PROBLEM DETAILS
Output nothing but the lines from the line with "like x=925, y=368." through the end of the listing below, both ends included.

====================

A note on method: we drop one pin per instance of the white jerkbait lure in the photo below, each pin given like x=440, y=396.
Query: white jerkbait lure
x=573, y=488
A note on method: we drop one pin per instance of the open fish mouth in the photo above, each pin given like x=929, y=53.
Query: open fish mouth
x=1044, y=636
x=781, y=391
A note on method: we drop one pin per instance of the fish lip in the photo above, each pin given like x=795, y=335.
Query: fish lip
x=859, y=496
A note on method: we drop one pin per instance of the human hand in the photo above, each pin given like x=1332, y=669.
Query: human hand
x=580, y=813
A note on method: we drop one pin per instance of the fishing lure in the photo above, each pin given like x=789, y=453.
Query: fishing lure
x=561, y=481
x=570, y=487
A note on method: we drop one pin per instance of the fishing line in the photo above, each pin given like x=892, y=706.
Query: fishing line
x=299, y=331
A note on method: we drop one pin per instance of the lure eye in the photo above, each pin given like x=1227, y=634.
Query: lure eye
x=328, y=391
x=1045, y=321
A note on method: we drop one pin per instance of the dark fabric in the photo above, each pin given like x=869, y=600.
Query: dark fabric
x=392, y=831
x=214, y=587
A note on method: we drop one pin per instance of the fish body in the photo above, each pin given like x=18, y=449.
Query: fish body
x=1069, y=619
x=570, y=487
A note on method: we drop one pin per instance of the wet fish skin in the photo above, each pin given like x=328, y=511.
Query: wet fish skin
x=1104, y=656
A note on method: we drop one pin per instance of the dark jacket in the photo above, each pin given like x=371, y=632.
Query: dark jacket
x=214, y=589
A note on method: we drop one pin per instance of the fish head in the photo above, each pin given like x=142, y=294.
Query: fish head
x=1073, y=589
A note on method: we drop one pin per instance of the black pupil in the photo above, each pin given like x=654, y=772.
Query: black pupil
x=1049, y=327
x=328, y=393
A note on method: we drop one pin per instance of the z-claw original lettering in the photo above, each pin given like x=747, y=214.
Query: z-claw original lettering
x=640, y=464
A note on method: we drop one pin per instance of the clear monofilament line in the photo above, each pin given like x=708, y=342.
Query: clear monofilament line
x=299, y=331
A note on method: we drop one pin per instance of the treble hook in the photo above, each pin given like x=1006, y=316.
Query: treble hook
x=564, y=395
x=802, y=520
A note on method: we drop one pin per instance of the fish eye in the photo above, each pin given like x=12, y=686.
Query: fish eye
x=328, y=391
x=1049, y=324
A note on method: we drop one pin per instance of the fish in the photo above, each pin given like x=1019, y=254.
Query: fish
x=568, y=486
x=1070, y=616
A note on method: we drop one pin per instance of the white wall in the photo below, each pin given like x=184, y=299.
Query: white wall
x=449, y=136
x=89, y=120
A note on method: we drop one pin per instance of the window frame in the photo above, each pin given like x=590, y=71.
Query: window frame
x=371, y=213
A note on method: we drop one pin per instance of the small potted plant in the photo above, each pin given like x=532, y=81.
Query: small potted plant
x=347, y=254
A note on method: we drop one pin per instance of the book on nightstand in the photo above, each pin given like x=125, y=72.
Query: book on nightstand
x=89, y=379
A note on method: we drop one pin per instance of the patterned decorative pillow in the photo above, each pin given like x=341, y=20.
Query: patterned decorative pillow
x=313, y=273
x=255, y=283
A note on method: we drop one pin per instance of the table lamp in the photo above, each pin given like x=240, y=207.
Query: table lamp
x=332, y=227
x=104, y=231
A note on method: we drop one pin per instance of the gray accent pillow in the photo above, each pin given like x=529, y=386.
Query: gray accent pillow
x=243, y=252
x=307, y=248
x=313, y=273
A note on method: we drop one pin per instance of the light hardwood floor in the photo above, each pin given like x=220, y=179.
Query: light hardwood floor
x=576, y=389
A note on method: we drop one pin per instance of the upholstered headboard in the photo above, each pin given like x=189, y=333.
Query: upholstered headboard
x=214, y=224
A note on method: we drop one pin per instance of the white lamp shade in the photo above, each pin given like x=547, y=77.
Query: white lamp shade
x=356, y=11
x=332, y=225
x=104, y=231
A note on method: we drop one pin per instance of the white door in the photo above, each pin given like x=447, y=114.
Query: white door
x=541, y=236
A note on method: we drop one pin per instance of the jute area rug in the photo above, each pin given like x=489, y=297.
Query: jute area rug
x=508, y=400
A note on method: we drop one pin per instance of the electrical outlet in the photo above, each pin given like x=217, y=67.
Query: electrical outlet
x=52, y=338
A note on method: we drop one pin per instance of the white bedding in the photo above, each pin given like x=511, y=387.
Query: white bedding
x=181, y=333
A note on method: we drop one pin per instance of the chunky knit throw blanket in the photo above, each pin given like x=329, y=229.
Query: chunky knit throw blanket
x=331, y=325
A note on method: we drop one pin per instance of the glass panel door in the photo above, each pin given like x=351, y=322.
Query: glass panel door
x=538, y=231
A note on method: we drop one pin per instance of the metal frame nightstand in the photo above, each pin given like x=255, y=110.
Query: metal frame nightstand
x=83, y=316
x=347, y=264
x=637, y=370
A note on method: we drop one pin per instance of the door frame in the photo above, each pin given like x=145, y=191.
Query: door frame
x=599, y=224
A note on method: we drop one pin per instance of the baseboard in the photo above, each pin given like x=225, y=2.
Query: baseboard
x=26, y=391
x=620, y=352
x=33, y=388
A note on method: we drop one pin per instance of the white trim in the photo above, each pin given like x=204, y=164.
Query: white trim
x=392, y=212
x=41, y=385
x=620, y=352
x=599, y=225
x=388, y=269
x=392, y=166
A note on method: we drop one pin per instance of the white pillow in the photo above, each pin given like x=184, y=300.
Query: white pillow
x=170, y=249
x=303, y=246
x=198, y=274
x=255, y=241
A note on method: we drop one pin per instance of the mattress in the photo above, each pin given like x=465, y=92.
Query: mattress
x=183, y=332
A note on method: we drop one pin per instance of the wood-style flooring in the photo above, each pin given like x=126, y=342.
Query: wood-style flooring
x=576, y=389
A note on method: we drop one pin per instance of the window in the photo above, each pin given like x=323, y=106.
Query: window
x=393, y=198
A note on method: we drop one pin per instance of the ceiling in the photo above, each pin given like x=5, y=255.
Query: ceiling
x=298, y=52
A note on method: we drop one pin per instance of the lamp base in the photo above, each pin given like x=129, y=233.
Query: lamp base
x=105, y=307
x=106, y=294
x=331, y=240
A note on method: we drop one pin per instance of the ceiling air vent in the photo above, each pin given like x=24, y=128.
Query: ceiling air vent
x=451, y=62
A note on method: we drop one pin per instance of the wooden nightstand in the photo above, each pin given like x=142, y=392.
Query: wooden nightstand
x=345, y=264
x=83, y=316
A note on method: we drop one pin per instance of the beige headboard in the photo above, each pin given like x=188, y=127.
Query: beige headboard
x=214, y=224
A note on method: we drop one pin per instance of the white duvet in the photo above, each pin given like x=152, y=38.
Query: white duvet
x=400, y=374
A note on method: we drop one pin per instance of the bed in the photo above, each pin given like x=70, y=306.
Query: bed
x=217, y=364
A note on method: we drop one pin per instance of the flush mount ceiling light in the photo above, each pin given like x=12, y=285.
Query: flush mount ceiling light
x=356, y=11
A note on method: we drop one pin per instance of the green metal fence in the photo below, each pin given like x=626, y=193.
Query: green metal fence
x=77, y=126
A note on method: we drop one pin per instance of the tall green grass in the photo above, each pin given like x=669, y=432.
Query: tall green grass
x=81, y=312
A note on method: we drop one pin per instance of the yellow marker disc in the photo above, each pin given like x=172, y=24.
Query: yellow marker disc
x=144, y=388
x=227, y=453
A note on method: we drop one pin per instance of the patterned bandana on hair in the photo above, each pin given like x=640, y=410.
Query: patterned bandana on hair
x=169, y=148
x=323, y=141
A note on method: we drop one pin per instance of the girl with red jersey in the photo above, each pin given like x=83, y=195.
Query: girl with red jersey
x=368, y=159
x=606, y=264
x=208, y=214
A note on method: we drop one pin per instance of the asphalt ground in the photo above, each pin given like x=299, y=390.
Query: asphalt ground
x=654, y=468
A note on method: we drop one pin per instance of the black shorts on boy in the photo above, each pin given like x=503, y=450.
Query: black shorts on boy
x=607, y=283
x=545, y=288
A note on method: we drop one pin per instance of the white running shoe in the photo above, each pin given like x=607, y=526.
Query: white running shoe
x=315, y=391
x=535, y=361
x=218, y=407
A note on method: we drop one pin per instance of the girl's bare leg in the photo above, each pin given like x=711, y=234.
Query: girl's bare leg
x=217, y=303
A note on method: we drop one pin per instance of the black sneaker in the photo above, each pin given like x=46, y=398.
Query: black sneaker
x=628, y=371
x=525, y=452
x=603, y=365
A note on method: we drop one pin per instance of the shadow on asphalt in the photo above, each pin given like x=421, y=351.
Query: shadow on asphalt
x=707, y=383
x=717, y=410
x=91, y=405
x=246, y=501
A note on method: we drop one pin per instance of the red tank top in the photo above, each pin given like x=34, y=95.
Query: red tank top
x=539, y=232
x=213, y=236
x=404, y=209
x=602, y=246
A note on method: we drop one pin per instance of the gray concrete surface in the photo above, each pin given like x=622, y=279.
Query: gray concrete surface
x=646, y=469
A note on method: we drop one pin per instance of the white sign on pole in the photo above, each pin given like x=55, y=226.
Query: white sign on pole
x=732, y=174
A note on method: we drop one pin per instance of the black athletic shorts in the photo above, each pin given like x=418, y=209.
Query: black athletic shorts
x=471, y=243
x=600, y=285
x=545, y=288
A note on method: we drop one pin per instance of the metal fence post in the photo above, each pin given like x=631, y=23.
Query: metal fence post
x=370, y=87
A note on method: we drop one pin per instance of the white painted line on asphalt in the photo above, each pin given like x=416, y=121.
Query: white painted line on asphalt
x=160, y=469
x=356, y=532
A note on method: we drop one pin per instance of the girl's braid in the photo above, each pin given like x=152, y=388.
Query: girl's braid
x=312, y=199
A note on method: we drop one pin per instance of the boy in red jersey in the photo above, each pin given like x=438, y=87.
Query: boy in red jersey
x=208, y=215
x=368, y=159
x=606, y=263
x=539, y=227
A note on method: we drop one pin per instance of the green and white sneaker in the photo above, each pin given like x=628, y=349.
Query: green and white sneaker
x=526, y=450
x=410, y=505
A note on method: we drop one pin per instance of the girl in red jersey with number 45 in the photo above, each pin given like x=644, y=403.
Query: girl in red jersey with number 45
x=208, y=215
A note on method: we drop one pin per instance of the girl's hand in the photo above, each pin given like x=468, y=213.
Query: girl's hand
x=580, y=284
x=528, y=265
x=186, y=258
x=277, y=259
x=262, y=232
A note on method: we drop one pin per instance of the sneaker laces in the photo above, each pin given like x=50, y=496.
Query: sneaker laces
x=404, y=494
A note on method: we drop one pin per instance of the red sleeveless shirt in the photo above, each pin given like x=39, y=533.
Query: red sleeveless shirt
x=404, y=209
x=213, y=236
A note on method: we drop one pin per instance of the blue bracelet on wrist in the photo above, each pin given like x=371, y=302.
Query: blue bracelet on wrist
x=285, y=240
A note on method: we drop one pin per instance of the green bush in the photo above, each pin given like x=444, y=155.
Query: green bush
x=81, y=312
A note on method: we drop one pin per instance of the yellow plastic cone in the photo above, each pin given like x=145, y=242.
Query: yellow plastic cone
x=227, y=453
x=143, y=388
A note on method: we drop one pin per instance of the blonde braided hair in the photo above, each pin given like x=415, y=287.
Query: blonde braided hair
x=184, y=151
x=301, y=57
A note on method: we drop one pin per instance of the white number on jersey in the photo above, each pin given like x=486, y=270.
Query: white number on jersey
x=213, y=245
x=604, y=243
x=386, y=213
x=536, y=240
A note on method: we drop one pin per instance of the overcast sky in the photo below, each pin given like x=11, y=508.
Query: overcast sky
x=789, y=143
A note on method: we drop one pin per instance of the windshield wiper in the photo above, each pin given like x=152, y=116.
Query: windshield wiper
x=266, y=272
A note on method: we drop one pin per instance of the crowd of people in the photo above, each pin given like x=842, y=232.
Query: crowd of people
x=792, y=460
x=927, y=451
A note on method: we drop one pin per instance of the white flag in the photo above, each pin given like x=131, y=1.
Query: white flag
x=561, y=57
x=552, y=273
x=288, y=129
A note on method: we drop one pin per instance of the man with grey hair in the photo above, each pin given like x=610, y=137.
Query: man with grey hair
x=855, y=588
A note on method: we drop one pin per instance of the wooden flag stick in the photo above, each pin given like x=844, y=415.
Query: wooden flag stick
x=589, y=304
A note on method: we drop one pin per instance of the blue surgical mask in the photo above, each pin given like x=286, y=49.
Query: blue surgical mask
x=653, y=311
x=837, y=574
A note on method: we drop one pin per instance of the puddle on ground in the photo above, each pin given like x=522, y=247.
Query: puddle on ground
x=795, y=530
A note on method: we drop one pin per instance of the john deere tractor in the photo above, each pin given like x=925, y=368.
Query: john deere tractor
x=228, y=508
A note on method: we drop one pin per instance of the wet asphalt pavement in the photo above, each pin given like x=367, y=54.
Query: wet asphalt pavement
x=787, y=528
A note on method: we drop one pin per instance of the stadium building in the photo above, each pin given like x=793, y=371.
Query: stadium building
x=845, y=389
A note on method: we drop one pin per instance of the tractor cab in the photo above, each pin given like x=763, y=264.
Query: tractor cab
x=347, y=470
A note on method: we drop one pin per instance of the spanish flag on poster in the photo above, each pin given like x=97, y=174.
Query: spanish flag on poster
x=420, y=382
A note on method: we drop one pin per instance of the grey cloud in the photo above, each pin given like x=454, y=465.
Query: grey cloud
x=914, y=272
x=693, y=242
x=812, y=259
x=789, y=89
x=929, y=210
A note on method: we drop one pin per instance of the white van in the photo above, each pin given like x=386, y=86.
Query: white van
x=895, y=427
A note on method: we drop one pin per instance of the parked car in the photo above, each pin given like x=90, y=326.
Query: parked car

====================

WRITTEN RESPONSE
A note on method: we drop one pin per instance of the john deere tractor in the photo above, each pin given like x=925, y=368.
Query: john deere tractor
x=228, y=508
A note on method: we drop one pin per instance of the wet asphalt pavement in the photo above, each pin given like x=367, y=54.
Query: wet asphalt pavement
x=787, y=528
A note on method: we drop one pin per instance of the stadium building in the photo above, each pin given like x=793, y=371.
Query: stadium building
x=845, y=389
A note on method: we drop one pin per instance of the tractor cab in the photo above, each pin given like x=763, y=264.
Query: tractor cab
x=347, y=470
A note on method: we drop one pin per instance of the spanish flag on poster in the photo above, each pin given like x=97, y=174.
Query: spanish flag on poster
x=420, y=382
A note on method: we drop one pin per instance of the grey cloud in the photo above, each pin given like x=454, y=465.
Query: grey cloud
x=914, y=272
x=693, y=242
x=812, y=259
x=789, y=89
x=929, y=210
A note on method: we drop one pin per instance of the white van in the photo above, each pin given like x=386, y=86.
Query: white van
x=895, y=427
A note on method: we drop one pin per instance of the parked car in the photo above, each pin given like x=90, y=326.
Query: parked car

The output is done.